[start of Text shown]
Introduction:

With the exponential growth of social media in Web 2.0, the huge volume of videos being transmitted and searched on the Internet has increased tremendously. Users can capture videos by mobile phones, video camcorders, or directly obtain videos from the web, and then distribute them again with some modifications. For example, users upload 65,000 new videos each day on video sharing website YouTube and the daily video views were over 100 million in July 2006 [2]. Among these huge volumes of videos, there exist large numbers of duplicate and near-duplicate videos.

Based on a sample of 24 popular queries from YouTube [5], Google Video [1] and Yahoo! Video [4], on average there are 27% redundant videos that are duplicate or nearly duplicate to the most popular version of a video in the search results [3]. For certain queries, the redundancy can be as high as 93% (see Table I). As a consequence, users are often frustrated when they need to spend significant amount of time to find the videos of interest, having to go through different versions of duplicate or near-duplicate videos streamed over the Internet before arriving at an interesting video. An ideal solution would be to return a list which not only maximizes precision with respect to the query, but also novelty (or diversity) of the query topic. To avoid getting overwhelmed by a large number of repeating copies of the same video in any search, efficient near-duplicate video detection and elimination is essential for effective search, retrieval, and browsing.
[end of Text shown]
[start of Excerpted data]
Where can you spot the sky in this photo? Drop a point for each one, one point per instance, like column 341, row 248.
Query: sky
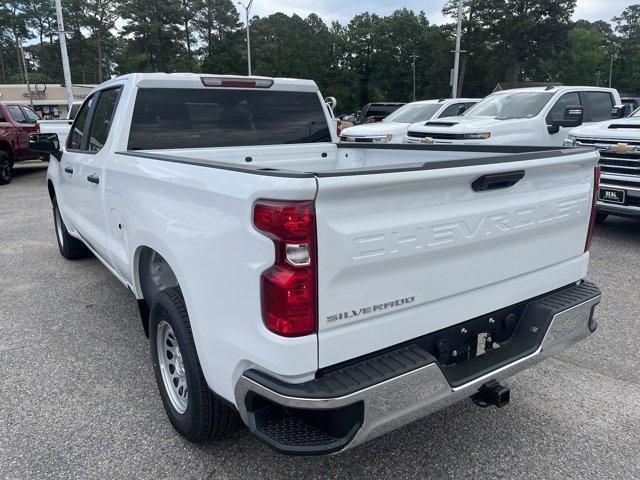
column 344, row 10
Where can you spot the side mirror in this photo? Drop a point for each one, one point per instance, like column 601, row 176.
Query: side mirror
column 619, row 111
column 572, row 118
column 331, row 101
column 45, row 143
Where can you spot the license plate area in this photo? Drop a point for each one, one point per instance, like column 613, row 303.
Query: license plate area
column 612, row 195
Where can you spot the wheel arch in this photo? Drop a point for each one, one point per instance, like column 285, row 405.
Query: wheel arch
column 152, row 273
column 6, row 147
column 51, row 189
[end of Excerpted data]
[start of Excerpted data]
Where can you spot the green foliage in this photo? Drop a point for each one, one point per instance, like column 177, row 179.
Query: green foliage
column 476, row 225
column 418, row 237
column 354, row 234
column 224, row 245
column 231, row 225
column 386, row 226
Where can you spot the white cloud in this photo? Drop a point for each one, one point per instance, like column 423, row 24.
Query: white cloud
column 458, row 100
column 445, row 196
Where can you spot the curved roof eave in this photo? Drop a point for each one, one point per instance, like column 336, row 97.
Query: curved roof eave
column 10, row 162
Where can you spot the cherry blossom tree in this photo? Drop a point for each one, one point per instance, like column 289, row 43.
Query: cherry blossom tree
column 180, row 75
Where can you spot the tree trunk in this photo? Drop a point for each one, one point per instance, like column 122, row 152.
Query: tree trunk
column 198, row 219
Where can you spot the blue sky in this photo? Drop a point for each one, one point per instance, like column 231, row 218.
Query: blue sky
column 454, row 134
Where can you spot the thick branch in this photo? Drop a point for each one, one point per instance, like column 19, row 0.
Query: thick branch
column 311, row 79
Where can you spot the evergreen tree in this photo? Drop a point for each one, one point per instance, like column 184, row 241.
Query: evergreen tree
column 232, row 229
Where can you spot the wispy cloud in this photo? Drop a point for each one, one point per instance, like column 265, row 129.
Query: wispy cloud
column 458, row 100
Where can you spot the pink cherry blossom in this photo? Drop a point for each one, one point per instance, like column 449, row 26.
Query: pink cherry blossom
[end of Excerpted data]
Write out the part of the video search introduction starting at "With the exponential" and ending at "and near-duplicate videos.".

With the exponential growth of social media in Web 2.0, the huge volume of videos being transmitted and searched on the Internet has increased tremendously. Users can capture videos by mobile phones, video camcorders, or directly obtain videos from the web, and then distribute them again with some modifications. For example, users upload 65,000 new videos each day on video sharing website YouTube and the daily video views were over 100 million in July 2006 [2]. Among these huge volumes of videos, there exist large numbers of duplicate and near-duplicate videos.